▸ Stored data
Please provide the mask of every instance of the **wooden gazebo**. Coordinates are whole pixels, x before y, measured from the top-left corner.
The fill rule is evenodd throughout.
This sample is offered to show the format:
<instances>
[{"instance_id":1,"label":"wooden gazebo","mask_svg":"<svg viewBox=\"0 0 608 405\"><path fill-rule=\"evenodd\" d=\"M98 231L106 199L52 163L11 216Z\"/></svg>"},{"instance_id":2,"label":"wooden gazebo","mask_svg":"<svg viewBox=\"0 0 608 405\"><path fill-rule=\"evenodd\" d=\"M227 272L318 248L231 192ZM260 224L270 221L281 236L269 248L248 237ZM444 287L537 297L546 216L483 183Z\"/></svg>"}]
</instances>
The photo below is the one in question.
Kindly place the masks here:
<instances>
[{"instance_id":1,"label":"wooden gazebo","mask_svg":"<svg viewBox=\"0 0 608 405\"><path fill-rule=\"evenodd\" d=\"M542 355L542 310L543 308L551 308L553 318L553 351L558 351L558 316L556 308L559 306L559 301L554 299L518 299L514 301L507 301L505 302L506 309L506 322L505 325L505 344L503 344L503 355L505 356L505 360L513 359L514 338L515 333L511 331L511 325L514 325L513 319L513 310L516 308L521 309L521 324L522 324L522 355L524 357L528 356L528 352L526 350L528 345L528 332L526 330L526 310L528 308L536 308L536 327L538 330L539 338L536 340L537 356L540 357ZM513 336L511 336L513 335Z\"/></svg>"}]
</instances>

▸ Request
Quote every line of the items above verbatim, leaving nothing out.

▸ Correct answer
Please provide the mask of every instance of the **wooden gazebo**. Coordinates are whole pixels, x before y, measured from the top-left corner.
The fill rule is evenodd throughout.
This sample is offered to show the format:
<instances>
[{"instance_id":1,"label":"wooden gazebo","mask_svg":"<svg viewBox=\"0 0 608 405\"><path fill-rule=\"evenodd\" d=\"M98 231L106 199L52 163L11 216Z\"/></svg>"},{"instance_id":2,"label":"wooden gazebo","mask_svg":"<svg viewBox=\"0 0 608 405\"><path fill-rule=\"evenodd\" d=\"M227 272L318 248L231 192ZM260 224L270 221L281 236L269 248L248 237ZM444 287L537 297L546 216L483 183Z\"/></svg>"}]
</instances>
The photo below is the one in question.
Kindly place the masks here:
<instances>
[{"instance_id":1,"label":"wooden gazebo","mask_svg":"<svg viewBox=\"0 0 608 405\"><path fill-rule=\"evenodd\" d=\"M542 355L542 310L543 308L551 308L553 318L553 351L558 351L558 316L556 308L559 306L559 301L554 299L518 299L514 301L507 301L505 302L506 309L506 322L505 325L505 344L503 344L503 355L505 356L505 360L513 359L514 338L515 333L511 331L511 325L514 325L513 319L513 310L516 308L521 309L521 324L522 324L522 355L524 357L528 356L528 352L526 350L528 345L528 332L526 330L526 310L528 308L536 308L536 327L538 330L539 338L536 340L537 356L540 357ZM513 336L511 336L513 335Z\"/></svg>"}]
</instances>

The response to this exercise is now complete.